Return the records exactly as they are.

** Begin Data supplied **

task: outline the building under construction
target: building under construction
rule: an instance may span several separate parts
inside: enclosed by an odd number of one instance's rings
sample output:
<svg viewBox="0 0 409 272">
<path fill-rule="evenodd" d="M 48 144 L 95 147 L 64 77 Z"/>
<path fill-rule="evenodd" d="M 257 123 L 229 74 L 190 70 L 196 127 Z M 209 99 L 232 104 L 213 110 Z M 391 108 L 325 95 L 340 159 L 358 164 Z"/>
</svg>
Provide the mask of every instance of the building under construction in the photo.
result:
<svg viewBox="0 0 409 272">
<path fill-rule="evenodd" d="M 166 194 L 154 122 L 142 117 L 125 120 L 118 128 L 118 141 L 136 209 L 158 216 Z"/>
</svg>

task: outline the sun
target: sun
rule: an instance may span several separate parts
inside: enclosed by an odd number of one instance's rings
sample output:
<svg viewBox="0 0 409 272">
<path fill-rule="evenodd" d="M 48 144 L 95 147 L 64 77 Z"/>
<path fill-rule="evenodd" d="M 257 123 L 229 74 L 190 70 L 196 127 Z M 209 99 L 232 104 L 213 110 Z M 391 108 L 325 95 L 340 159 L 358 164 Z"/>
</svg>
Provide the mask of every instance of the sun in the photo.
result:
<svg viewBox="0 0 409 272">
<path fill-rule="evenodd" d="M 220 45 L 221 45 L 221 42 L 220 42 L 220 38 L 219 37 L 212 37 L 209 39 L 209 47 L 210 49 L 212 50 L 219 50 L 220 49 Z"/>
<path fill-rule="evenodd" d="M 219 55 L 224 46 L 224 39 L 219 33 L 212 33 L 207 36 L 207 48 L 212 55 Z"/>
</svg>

** End Data supplied **

_Solved exercise_
task: outline the building under construction
target: building under construction
rule: an instance may span several separate parts
inside: enclosed by an odd number of one instance's rings
sample output:
<svg viewBox="0 0 409 272">
<path fill-rule="evenodd" d="M 48 144 L 95 147 L 64 77 Z"/>
<path fill-rule="evenodd" d="M 257 123 L 229 74 L 190 70 L 196 127 Z M 209 99 L 232 104 L 213 110 Z M 391 108 L 325 95 L 340 159 L 358 164 Z"/>
</svg>
Provide the mask of every instance of the building under construction in the photo.
result:
<svg viewBox="0 0 409 272">
<path fill-rule="evenodd" d="M 166 194 L 154 122 L 142 117 L 125 120 L 118 128 L 118 141 L 136 209 L 158 216 Z"/>
</svg>

task: outline the sun
target: sun
rule: an instance may span several separate parts
inside: enclosed by an odd number of one instance's rings
sample output:
<svg viewBox="0 0 409 272">
<path fill-rule="evenodd" d="M 48 144 L 95 147 L 64 77 Z"/>
<path fill-rule="evenodd" d="M 257 123 L 229 74 L 190 70 L 196 127 Z M 209 99 L 232 104 L 213 110 Z M 391 108 L 325 95 L 340 159 L 358 164 Z"/>
</svg>
Provide the mask of every instance of the sun in the photo.
result:
<svg viewBox="0 0 409 272">
<path fill-rule="evenodd" d="M 220 45 L 221 45 L 221 42 L 220 42 L 220 38 L 219 37 L 212 37 L 209 39 L 209 47 L 210 49 L 212 50 L 219 50 L 220 49 Z"/>
<path fill-rule="evenodd" d="M 219 55 L 224 46 L 224 39 L 219 33 L 212 33 L 207 36 L 207 48 L 212 55 Z"/>
</svg>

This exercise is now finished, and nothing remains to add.